AIM OF THE TASK ▸ Below are the records. Restate word for word every line from the one that contains "the black tablet" through the final line, both included.
#### SOURCE DATA ####
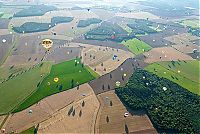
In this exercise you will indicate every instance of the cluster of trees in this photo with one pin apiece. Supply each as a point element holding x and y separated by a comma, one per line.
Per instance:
<point>108,31</point>
<point>35,10</point>
<point>169,106</point>
<point>85,23</point>
<point>141,27</point>
<point>30,27</point>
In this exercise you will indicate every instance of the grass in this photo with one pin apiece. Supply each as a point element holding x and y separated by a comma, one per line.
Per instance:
<point>29,131</point>
<point>190,23</point>
<point>156,29</point>
<point>136,46</point>
<point>187,77</point>
<point>189,69</point>
<point>125,27</point>
<point>15,90</point>
<point>138,35</point>
<point>93,73</point>
<point>69,76</point>
<point>6,15</point>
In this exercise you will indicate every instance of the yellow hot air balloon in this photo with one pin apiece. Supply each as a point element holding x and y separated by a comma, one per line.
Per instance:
<point>47,43</point>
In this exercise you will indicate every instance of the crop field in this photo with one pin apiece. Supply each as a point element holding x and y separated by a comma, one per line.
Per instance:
<point>121,74</point>
<point>11,97</point>
<point>112,112</point>
<point>186,74</point>
<point>190,23</point>
<point>103,59</point>
<point>49,107</point>
<point>69,74</point>
<point>136,46</point>
<point>125,27</point>
<point>138,15</point>
<point>77,117</point>
<point>165,54</point>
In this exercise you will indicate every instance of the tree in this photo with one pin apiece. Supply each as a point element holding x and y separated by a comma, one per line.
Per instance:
<point>107,119</point>
<point>83,103</point>
<point>80,113</point>
<point>60,87</point>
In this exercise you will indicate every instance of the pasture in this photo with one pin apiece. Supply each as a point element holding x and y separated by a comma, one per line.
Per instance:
<point>17,88</point>
<point>68,74</point>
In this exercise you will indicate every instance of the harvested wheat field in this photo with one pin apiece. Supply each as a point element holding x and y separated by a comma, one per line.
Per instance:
<point>46,18</point>
<point>186,48</point>
<point>182,39</point>
<point>119,76</point>
<point>83,14</point>
<point>165,54</point>
<point>27,45</point>
<point>111,118</point>
<point>78,117</point>
<point>45,108</point>
<point>104,59</point>
<point>62,54</point>
<point>138,15</point>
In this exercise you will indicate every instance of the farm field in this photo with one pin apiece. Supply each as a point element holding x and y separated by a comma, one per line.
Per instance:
<point>46,108</point>
<point>181,73</point>
<point>165,54</point>
<point>112,112</point>
<point>12,98</point>
<point>138,15</point>
<point>190,23</point>
<point>136,46</point>
<point>103,59</point>
<point>77,117</point>
<point>125,27</point>
<point>68,74</point>
<point>99,66</point>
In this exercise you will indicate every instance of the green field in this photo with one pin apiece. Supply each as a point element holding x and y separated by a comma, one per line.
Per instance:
<point>155,28</point>
<point>125,27</point>
<point>186,74</point>
<point>70,74</point>
<point>190,23</point>
<point>16,89</point>
<point>136,46</point>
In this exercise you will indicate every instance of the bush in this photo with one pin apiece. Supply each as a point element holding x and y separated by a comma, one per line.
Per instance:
<point>174,109</point>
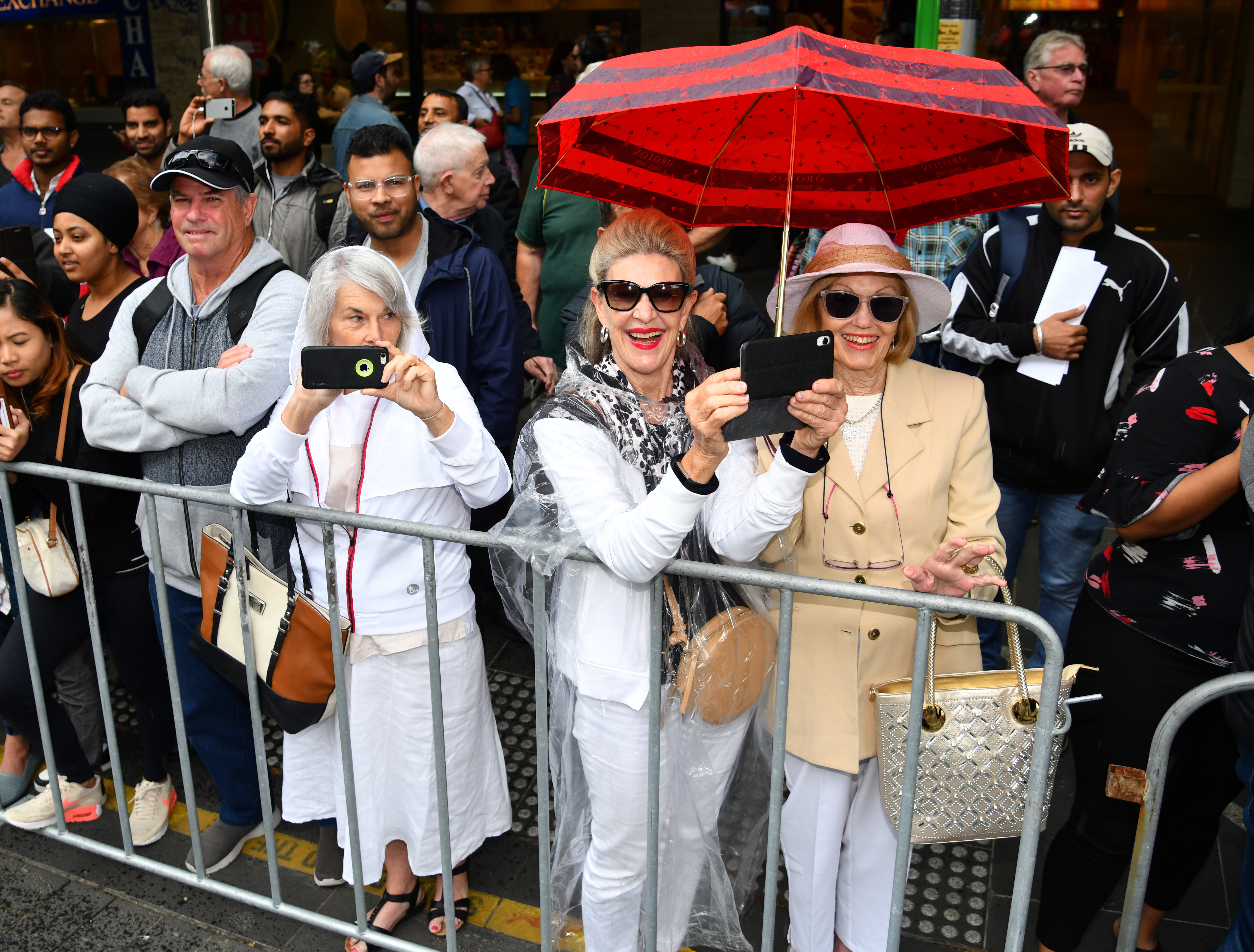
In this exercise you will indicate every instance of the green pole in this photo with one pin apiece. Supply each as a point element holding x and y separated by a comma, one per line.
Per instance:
<point>927,24</point>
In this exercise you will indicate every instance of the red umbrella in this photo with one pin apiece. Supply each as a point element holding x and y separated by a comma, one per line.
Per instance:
<point>828,130</point>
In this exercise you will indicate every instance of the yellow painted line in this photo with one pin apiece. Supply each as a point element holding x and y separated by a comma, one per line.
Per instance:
<point>487,911</point>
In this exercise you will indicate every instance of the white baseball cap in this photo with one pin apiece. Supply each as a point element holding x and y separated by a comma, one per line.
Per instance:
<point>1094,141</point>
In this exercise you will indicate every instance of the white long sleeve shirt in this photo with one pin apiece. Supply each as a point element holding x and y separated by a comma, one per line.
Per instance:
<point>407,475</point>
<point>601,614</point>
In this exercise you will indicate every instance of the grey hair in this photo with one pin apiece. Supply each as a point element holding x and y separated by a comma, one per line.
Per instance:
<point>232,66</point>
<point>444,149</point>
<point>1048,43</point>
<point>367,269</point>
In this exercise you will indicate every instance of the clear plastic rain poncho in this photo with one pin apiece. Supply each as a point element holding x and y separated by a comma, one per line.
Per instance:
<point>715,749</point>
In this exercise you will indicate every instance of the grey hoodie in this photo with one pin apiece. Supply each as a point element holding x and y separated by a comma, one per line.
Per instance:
<point>181,413</point>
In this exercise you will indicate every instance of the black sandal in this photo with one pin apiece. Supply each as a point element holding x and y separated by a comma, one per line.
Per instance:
<point>461,909</point>
<point>413,899</point>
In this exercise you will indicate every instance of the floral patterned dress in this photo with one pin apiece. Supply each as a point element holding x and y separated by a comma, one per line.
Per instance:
<point>1184,590</point>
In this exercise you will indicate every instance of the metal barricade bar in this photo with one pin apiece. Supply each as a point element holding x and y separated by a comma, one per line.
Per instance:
<point>787,586</point>
<point>1155,778</point>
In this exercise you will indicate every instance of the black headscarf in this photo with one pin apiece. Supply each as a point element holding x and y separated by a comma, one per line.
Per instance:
<point>103,202</point>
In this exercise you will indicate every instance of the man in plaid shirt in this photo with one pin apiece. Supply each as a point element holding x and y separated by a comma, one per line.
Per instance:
<point>941,249</point>
<point>936,250</point>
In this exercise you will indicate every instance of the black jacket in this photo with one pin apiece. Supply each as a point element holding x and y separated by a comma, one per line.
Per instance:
<point>112,535</point>
<point>745,322</point>
<point>1055,439</point>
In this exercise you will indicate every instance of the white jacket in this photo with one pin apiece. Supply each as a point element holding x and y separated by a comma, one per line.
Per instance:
<point>601,614</point>
<point>408,475</point>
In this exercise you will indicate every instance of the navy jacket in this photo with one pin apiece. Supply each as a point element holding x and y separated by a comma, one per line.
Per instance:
<point>471,322</point>
<point>19,204</point>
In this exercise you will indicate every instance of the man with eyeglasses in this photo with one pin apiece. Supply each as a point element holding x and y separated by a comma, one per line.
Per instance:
<point>459,286</point>
<point>195,363</point>
<point>1056,68</point>
<point>49,134</point>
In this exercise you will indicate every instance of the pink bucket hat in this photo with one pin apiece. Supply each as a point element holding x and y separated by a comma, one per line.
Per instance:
<point>855,249</point>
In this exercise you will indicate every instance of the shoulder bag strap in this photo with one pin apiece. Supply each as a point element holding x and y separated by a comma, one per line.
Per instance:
<point>61,447</point>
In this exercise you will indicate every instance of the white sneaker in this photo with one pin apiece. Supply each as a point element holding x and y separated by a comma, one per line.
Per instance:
<point>150,811</point>
<point>81,804</point>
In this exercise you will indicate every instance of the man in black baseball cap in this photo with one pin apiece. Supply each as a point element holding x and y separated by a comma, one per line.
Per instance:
<point>194,366</point>
<point>217,164</point>
<point>208,223</point>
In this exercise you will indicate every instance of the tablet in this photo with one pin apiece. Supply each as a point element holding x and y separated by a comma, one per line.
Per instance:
<point>774,369</point>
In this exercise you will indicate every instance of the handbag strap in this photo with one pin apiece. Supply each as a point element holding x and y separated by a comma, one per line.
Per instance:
<point>61,447</point>
<point>1024,709</point>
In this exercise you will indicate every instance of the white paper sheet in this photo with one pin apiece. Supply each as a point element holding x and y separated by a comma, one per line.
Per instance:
<point>1073,284</point>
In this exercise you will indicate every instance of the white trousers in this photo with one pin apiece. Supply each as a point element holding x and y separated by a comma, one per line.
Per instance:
<point>841,852</point>
<point>614,748</point>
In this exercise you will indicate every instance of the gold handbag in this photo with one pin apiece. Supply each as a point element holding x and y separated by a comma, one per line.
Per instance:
<point>976,747</point>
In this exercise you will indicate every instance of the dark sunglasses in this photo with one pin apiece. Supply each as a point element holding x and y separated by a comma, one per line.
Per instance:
<point>666,297</point>
<point>206,160</point>
<point>886,309</point>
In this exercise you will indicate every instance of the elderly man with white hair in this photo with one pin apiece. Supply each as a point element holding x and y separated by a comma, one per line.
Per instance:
<point>1056,68</point>
<point>416,451</point>
<point>226,73</point>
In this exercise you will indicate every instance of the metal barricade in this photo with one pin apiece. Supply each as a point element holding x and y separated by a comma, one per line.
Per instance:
<point>1152,798</point>
<point>787,585</point>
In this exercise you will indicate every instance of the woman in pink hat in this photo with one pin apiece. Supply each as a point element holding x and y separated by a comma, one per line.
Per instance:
<point>891,484</point>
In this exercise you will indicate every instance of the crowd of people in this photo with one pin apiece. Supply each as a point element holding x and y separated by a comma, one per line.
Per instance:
<point>162,337</point>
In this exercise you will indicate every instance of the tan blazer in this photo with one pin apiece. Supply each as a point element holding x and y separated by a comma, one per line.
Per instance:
<point>936,426</point>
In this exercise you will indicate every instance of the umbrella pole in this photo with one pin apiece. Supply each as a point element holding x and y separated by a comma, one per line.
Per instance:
<point>788,218</point>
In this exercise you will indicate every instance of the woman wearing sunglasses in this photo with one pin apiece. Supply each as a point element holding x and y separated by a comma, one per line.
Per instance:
<point>623,460</point>
<point>896,490</point>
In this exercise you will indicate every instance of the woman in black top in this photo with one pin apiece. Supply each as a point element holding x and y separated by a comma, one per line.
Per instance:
<point>37,363</point>
<point>97,216</point>
<point>1162,618</point>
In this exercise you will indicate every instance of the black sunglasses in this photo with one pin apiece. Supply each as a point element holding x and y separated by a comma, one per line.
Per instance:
<point>666,297</point>
<point>886,309</point>
<point>208,160</point>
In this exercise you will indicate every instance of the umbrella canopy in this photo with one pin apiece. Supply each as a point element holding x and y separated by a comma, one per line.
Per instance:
<point>876,135</point>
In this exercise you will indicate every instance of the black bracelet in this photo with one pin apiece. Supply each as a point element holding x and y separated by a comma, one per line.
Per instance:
<point>799,461</point>
<point>686,482</point>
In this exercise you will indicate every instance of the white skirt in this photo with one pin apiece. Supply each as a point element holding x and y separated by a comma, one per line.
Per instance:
<point>393,759</point>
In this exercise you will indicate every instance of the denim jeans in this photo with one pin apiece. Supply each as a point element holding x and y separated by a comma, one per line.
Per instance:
<point>215,713</point>
<point>1068,541</point>
<point>1241,934</point>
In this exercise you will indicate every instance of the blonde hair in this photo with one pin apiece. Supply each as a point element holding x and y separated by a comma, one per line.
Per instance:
<point>809,317</point>
<point>136,175</point>
<point>645,231</point>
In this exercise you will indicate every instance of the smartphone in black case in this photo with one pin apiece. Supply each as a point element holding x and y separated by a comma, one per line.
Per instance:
<point>343,368</point>
<point>774,369</point>
<point>18,245</point>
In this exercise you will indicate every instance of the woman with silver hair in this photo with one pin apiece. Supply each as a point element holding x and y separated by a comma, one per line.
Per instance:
<point>416,451</point>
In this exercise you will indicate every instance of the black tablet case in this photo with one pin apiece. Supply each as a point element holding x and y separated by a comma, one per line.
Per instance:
<point>775,369</point>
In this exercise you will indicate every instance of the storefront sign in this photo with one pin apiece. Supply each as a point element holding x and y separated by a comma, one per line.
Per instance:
<point>135,34</point>
<point>244,24</point>
<point>44,9</point>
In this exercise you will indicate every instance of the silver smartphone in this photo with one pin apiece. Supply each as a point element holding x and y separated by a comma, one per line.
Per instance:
####
OUTPUT OF THE EXERCISE ▸
In this exercise you will indicate every instance of the black tablet case in this photo with one pin apiece. Supply each as a point element holding x and y separated by a comma, one per line.
Per instance:
<point>775,369</point>
In this exercise you will indicate every instance of the storefront sign in this photo with one pin apiece. Supply each as a point element holding x and y separated by a comma, one per line.
Per instance:
<point>135,34</point>
<point>244,24</point>
<point>44,9</point>
In this exercise you will indicate every instance of the silver smartphone in this photo with one pin apiece. Supply each as a point element holding x and y separated by a comma, one per line.
Per instance:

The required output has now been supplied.